Up to and including the line with "[[369, 198], [347, 270], [86, 216]]", output the records exactly as they appear.

GIVEN DATA:
=======

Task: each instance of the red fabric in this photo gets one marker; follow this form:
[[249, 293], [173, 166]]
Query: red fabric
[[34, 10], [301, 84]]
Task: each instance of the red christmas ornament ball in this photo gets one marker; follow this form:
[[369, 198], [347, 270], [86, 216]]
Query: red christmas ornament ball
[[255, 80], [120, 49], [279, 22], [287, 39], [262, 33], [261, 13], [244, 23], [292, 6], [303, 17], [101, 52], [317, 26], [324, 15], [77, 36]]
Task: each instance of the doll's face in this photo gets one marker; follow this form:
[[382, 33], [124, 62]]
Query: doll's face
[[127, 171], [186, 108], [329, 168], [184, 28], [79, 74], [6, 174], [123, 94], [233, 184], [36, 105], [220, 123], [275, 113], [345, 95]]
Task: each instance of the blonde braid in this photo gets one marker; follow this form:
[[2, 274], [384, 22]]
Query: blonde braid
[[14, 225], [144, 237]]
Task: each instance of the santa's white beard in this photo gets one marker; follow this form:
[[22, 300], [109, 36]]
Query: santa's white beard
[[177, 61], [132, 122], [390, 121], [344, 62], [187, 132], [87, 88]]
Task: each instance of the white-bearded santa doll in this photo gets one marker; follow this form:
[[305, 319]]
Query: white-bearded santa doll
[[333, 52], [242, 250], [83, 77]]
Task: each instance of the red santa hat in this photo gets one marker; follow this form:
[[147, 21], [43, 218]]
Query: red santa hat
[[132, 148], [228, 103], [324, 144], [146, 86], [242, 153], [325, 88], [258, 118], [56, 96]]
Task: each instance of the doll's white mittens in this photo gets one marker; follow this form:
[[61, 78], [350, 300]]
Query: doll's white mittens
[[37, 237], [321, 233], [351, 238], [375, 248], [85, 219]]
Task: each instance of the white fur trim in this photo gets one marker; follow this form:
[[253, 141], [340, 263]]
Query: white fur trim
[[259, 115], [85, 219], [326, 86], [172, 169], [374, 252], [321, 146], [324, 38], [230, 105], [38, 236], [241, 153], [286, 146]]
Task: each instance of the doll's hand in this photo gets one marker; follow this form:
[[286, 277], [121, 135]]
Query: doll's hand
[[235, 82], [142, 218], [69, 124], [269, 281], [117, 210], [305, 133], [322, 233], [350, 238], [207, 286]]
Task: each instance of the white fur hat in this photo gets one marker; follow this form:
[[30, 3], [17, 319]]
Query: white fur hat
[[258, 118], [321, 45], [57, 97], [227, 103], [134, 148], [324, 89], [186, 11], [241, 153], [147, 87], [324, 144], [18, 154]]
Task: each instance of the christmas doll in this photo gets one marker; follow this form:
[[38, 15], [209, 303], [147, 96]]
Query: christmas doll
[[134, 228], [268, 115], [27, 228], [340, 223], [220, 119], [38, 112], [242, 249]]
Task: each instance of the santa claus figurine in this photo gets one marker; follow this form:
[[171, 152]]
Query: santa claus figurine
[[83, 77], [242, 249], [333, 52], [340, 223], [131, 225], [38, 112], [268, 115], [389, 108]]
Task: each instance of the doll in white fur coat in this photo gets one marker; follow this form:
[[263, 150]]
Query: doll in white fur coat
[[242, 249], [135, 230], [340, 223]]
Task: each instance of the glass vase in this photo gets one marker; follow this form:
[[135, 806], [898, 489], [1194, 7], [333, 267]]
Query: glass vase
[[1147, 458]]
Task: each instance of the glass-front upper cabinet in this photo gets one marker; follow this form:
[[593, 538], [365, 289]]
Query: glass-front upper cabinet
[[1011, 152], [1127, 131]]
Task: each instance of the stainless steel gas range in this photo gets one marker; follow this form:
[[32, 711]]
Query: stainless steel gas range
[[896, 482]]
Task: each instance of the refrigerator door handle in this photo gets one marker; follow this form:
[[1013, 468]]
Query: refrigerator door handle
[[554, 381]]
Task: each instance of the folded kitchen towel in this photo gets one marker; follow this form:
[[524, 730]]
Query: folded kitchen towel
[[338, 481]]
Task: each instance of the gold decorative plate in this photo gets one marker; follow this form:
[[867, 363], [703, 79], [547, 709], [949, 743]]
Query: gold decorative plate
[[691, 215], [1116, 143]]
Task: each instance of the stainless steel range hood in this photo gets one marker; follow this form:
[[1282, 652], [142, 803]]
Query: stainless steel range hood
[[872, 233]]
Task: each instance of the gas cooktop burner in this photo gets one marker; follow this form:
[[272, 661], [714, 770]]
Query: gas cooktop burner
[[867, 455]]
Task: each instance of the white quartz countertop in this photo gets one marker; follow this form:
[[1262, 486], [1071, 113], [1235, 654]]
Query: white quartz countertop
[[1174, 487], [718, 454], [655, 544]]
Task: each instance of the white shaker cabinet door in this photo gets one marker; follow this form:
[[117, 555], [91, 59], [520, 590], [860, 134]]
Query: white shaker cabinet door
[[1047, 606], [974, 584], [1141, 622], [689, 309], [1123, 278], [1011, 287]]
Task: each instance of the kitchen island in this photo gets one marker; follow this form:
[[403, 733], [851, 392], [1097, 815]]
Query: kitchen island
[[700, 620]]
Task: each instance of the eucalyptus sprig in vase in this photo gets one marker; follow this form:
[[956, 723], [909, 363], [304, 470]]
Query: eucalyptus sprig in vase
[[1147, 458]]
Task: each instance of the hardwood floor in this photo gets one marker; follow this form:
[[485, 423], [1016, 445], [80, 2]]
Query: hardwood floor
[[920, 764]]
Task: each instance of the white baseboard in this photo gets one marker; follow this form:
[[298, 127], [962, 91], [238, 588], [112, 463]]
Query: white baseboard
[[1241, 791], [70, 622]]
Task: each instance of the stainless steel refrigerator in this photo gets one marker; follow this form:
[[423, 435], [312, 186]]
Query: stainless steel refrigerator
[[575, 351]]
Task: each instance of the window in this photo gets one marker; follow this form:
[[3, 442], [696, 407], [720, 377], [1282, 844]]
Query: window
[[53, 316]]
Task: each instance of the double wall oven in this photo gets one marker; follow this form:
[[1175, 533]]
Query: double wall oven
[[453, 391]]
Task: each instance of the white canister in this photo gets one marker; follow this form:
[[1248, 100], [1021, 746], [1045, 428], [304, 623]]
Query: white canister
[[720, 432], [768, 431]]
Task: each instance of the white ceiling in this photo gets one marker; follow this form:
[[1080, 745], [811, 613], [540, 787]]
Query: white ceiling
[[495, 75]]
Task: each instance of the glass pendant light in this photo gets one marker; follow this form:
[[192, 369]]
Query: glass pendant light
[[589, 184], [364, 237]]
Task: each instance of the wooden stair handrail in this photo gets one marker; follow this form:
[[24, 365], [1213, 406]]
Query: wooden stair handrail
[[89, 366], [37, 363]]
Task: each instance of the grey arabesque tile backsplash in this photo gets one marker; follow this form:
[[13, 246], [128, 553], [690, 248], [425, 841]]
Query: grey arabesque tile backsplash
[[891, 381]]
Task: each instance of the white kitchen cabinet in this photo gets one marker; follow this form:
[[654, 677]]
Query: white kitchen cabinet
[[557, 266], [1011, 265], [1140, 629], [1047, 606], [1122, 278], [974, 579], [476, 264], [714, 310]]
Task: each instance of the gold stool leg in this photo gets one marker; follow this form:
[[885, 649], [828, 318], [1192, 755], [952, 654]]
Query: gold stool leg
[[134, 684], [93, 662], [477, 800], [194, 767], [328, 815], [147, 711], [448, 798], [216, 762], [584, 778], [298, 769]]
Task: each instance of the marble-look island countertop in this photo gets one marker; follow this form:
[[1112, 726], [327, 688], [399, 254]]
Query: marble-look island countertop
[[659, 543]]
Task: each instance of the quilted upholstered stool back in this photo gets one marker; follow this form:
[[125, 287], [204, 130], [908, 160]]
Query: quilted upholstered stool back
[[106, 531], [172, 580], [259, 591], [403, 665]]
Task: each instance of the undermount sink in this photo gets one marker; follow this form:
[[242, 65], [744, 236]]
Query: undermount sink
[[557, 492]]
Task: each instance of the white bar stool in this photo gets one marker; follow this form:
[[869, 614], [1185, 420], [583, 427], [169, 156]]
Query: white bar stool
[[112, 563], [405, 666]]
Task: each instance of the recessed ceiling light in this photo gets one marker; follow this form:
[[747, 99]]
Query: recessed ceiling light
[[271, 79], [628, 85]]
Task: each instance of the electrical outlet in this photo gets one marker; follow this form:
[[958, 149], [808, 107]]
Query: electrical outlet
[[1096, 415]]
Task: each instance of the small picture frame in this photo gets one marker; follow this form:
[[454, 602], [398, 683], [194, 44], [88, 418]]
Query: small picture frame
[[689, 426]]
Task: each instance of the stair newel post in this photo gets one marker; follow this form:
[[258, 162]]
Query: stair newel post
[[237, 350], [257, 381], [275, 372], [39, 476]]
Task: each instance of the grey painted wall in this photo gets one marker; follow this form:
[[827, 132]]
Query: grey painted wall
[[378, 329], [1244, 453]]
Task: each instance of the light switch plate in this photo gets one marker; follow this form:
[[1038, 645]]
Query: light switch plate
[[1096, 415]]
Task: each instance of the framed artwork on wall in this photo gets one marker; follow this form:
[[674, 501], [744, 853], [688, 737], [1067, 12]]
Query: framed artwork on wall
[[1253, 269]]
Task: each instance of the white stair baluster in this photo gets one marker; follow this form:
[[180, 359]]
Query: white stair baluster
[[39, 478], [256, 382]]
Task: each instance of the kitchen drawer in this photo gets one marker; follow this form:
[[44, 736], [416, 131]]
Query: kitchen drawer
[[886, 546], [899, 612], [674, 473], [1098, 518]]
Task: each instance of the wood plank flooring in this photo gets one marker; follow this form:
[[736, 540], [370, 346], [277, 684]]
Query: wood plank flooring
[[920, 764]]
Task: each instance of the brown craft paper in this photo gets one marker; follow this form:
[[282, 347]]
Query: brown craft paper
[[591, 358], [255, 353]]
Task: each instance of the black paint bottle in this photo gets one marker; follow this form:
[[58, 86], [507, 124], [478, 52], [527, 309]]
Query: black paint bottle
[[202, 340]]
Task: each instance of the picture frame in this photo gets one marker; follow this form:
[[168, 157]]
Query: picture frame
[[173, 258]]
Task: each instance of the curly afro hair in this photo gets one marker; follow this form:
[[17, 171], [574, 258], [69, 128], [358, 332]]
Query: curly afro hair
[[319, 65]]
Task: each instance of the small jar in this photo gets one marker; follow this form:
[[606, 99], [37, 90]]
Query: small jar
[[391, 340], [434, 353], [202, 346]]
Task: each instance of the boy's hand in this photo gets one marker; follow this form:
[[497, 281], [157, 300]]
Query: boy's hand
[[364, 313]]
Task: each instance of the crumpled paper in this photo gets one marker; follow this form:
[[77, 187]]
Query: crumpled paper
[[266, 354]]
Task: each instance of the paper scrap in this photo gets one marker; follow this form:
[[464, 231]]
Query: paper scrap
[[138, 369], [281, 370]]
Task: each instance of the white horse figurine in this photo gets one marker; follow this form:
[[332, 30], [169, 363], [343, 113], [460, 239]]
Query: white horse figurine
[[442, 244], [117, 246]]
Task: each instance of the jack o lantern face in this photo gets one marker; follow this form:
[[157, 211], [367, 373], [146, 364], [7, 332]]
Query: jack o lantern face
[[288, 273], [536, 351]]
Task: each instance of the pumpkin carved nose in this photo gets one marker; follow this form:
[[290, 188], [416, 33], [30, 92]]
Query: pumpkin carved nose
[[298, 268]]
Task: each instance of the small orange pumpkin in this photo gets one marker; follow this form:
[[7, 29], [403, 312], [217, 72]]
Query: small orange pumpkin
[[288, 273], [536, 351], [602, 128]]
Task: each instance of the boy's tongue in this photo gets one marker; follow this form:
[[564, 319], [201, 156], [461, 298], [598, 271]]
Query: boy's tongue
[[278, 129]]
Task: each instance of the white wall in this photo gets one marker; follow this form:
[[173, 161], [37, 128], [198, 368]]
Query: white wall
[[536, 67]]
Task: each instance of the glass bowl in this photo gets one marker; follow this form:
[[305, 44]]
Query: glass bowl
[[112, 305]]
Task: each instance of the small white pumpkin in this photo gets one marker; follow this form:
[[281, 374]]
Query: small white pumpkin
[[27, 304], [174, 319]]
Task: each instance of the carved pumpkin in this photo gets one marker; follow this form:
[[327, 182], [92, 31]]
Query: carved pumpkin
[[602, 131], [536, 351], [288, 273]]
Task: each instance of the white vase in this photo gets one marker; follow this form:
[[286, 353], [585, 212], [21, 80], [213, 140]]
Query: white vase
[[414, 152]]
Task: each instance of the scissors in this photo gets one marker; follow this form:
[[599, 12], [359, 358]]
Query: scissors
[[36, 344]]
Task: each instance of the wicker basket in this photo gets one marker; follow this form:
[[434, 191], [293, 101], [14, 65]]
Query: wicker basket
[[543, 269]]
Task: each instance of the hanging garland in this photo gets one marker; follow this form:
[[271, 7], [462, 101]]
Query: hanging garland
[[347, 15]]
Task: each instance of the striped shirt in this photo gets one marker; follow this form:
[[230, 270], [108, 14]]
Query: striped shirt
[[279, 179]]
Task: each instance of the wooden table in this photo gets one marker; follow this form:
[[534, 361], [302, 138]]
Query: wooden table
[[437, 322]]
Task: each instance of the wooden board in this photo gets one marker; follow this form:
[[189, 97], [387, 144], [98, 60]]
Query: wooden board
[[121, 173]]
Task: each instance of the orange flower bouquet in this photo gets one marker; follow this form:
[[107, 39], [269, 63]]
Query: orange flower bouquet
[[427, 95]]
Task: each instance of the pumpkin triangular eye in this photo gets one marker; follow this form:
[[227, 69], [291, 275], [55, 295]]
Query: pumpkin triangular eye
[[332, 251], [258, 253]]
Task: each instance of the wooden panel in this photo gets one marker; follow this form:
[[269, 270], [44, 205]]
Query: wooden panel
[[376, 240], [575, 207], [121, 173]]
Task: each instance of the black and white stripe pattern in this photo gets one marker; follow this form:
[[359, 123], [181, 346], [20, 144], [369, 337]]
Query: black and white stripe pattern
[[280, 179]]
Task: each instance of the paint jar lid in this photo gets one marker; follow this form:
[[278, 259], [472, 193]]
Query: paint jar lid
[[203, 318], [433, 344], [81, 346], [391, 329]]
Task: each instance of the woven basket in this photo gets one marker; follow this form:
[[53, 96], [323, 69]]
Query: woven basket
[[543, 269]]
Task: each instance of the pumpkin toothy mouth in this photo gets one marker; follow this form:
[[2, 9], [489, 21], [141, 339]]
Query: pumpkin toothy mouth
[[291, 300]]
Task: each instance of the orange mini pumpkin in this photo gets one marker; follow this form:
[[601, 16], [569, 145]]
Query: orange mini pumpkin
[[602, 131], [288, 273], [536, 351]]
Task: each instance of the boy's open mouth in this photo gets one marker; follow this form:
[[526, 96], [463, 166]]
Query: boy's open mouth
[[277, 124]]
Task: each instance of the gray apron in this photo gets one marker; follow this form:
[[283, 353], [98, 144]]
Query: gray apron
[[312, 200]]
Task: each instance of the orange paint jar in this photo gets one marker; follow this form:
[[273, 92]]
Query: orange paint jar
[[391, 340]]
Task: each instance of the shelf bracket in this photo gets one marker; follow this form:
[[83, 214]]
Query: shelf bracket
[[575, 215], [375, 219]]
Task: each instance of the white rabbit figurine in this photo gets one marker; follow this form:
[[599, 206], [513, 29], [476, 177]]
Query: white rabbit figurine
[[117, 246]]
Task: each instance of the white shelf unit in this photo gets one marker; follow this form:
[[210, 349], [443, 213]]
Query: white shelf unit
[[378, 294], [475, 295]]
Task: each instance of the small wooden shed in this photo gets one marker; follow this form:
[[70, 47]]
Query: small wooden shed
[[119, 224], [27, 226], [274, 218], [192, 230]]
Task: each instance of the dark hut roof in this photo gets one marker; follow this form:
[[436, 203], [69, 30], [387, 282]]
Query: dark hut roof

=======

WRITTEN RESPONSE:
Task: each instance of the red fabric in this photo gets one marker; follow this form:
[[249, 293], [173, 166]]
Query: red fabric
[[34, 10], [301, 84]]
Task: each instance of the red christmas ornament ball in this photo gets one marker; follow this form:
[[369, 198], [347, 270], [86, 216]]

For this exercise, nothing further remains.